Directions -
Transcribe word for word the lines below from the line with "Mark every instance of the window decal" through the line with "Mark every instance of the bar", ends included.

START Records to use

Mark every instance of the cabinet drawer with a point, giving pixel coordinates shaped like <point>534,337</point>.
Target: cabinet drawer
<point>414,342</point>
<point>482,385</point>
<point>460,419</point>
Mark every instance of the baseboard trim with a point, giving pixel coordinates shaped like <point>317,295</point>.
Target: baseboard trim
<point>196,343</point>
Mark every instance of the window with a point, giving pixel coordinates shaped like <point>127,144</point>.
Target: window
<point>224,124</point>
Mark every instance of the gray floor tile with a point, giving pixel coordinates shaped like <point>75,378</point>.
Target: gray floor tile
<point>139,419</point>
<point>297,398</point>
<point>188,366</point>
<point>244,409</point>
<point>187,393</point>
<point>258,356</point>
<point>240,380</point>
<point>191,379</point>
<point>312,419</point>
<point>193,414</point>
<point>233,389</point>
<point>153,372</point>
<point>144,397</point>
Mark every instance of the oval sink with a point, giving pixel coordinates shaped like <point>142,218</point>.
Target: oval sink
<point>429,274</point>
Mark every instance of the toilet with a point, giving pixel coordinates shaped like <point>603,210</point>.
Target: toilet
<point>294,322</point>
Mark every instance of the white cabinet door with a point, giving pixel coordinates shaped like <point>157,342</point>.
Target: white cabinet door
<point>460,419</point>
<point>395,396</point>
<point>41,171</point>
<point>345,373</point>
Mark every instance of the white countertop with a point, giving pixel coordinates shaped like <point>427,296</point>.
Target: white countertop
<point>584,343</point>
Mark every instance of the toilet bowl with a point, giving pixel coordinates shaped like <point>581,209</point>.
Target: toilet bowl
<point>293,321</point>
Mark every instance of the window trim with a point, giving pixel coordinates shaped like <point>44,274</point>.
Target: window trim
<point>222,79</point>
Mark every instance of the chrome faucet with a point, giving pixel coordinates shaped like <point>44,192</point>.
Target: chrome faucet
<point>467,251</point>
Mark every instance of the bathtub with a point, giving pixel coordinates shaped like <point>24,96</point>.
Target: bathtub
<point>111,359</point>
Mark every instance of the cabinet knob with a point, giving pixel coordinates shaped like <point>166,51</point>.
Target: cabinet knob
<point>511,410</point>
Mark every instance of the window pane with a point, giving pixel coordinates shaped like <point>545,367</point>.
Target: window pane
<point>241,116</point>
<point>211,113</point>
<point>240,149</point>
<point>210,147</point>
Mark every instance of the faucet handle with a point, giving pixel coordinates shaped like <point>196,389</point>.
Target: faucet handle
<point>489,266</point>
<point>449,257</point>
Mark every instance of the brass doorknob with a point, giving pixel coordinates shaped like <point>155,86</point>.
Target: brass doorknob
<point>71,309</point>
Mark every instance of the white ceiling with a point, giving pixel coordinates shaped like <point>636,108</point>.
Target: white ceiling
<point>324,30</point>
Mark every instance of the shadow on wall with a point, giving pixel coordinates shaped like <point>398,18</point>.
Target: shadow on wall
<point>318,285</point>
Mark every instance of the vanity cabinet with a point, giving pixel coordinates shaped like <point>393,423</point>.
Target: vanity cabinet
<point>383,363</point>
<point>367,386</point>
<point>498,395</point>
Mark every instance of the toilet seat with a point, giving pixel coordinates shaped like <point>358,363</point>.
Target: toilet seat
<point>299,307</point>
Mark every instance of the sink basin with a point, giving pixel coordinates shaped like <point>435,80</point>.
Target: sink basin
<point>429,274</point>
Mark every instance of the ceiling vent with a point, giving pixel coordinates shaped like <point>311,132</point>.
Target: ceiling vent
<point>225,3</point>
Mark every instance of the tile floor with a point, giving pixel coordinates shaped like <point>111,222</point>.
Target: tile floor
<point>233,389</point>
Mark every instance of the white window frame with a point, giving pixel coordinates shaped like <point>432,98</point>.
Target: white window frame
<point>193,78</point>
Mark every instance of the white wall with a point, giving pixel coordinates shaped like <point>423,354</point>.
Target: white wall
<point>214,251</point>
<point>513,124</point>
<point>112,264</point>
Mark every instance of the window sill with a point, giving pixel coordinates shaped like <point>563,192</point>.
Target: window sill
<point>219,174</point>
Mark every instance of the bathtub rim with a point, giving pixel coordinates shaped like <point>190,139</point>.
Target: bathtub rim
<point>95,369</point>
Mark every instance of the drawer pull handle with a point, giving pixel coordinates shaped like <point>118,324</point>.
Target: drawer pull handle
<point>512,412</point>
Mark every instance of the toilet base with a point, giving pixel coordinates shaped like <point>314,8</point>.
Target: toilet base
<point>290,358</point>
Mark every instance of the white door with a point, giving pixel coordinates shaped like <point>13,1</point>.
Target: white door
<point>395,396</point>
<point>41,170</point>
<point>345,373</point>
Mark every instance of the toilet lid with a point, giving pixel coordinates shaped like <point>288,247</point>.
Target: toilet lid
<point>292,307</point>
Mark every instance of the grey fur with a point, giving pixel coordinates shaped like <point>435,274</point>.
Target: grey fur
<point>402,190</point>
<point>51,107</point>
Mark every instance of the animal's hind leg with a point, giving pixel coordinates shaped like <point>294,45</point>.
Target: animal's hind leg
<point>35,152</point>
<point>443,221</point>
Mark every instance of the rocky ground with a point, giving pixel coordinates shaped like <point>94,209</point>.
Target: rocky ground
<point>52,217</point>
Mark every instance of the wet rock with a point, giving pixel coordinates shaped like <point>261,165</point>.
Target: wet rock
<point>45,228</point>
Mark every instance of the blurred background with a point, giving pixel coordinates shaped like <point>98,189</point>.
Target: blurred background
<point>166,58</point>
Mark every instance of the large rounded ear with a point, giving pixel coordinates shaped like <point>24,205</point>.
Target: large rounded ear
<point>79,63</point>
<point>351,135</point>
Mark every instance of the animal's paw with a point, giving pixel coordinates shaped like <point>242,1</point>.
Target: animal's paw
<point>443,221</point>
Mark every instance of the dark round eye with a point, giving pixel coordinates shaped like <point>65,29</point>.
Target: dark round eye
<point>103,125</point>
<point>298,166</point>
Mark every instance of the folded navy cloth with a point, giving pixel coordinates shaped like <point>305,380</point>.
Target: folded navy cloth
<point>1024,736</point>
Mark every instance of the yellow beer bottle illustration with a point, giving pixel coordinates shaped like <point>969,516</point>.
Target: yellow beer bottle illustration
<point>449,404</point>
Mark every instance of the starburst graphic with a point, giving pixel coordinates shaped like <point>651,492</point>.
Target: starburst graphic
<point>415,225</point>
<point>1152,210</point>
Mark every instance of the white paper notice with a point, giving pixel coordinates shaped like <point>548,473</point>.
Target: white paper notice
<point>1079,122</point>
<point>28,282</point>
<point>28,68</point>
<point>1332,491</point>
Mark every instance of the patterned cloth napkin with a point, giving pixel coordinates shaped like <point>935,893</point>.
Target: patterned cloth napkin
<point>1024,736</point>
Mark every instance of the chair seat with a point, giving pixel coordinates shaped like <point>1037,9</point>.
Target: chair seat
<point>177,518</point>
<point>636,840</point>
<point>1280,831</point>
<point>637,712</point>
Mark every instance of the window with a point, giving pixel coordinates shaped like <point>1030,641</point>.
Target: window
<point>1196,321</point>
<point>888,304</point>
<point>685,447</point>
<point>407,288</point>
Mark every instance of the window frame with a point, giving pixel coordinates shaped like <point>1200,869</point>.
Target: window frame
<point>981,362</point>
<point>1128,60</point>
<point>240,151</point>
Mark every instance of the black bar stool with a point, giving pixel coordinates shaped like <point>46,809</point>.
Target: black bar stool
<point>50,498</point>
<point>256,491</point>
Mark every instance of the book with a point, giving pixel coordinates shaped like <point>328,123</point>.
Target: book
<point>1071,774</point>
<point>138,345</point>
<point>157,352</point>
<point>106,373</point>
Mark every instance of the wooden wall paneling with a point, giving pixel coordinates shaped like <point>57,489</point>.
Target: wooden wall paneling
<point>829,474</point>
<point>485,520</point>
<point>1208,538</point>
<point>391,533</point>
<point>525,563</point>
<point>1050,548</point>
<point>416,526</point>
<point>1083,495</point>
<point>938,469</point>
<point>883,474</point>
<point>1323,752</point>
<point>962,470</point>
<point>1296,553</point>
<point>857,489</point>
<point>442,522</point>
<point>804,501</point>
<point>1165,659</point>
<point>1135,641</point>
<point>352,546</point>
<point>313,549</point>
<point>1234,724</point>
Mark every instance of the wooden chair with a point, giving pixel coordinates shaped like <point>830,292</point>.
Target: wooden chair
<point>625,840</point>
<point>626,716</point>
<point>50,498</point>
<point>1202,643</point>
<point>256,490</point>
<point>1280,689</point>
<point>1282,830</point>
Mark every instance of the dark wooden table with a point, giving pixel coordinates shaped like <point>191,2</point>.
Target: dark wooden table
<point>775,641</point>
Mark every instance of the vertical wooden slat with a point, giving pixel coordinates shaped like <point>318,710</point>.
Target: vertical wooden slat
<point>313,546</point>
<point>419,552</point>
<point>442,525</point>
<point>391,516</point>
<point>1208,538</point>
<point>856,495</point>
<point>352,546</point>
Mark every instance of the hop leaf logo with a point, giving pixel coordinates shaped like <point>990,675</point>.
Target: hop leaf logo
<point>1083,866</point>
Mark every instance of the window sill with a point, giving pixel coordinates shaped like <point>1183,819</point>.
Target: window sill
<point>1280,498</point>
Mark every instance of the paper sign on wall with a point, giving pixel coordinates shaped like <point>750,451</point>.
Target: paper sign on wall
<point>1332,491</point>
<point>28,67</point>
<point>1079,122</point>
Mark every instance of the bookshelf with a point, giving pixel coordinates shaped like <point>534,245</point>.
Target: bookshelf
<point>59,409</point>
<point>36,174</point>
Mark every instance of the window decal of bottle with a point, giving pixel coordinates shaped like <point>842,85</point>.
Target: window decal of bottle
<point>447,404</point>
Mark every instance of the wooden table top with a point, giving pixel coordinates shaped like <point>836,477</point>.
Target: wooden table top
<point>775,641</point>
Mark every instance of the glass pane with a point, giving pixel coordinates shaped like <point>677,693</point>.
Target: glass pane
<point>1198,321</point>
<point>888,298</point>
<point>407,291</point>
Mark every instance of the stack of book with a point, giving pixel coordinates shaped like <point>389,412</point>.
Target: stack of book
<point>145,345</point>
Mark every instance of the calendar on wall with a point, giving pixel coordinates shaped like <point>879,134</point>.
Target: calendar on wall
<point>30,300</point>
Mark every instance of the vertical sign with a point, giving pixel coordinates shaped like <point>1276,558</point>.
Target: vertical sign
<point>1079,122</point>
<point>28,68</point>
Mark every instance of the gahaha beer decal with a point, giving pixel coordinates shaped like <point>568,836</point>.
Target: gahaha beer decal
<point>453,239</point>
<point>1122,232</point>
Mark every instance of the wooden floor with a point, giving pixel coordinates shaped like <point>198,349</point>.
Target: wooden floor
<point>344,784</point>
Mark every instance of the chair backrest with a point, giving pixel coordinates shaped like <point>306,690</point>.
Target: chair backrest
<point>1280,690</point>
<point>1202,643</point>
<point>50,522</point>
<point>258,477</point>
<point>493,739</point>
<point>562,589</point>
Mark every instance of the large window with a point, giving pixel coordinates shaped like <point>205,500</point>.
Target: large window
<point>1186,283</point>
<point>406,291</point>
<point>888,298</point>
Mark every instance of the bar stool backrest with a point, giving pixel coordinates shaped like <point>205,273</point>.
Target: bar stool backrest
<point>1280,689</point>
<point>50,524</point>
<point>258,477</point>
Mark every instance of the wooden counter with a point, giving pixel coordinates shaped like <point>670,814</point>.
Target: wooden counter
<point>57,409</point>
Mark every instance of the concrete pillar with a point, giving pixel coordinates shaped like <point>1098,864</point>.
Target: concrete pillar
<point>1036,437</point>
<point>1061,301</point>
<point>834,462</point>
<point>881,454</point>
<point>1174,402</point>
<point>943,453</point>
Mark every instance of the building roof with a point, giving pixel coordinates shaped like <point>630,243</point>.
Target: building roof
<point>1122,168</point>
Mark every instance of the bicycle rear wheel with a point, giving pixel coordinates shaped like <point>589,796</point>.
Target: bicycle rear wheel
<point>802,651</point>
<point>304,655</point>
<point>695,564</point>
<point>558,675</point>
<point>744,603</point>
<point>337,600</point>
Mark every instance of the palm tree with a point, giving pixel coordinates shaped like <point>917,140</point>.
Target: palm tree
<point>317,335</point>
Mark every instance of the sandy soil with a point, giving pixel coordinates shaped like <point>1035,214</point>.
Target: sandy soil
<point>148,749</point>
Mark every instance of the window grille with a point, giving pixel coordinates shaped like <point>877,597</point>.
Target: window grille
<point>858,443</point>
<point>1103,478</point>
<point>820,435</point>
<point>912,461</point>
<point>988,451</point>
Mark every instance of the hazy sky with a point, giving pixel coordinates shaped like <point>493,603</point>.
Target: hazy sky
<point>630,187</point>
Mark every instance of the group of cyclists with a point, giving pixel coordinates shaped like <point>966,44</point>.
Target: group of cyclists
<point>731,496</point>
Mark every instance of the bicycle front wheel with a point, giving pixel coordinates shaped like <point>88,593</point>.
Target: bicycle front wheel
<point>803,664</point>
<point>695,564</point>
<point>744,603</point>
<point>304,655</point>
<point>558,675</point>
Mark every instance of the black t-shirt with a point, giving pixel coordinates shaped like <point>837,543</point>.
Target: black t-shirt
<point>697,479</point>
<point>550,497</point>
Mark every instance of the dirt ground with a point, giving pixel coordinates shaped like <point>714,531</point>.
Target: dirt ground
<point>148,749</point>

END Records to use

Response area -
Mark every instance of the window decal of bottle with a point, giving pixel coordinates shaped like <point>842,85</point>.
Target: window decal of bottle
<point>447,404</point>
Mark every instance of the wooden table top with a point, giving pixel coordinates shaped like <point>836,477</point>.
Target: wooden table top
<point>775,641</point>
Mark every instance of the glass pane with a point, giving pixel coordinates shaped like <point>677,693</point>.
Target: glass pane
<point>1198,321</point>
<point>888,298</point>
<point>407,291</point>
Mark every instance of the stack of book with a point, giving pixel coordinates shaped like <point>389,412</point>.
Target: stack of book
<point>145,345</point>
Mark every instance of the calendar on wall with a point, giving pixel coordinates shaped like <point>879,134</point>.
Target: calendar on wall
<point>30,300</point>
Mark every instance of the vertical sign with a point, giving pixel coordinates shaped like <point>1276,558</point>.
Target: vertical sign
<point>1079,122</point>
<point>28,68</point>
Mark every instance of the gahaha beer decal with a point, giving pixel coordinates shaped like <point>568,836</point>.
Target: gahaha beer decal
<point>453,239</point>
<point>1122,232</point>
Mark every instance of the wooden floor with a point, giving pixel coordinates shaped like <point>198,349</point>.
Target: wooden floor
<point>344,784</point>
Mark every instance of the chair backrest with a point, giving pixel coordinates shaped like <point>306,690</point>.
Target: chair backrest
<point>1280,690</point>
<point>1202,643</point>
<point>50,522</point>
<point>258,477</point>
<point>493,739</point>
<point>562,589</point>
Mark every instance of the large window with a point, giving pixel coordinates shaped like <point>205,500</point>.
Target: large window
<point>1186,283</point>
<point>406,291</point>
<point>888,298</point>
Mark every instance of the bar stool backrest with a point, giving pixel coordinates shaped like <point>205,273</point>.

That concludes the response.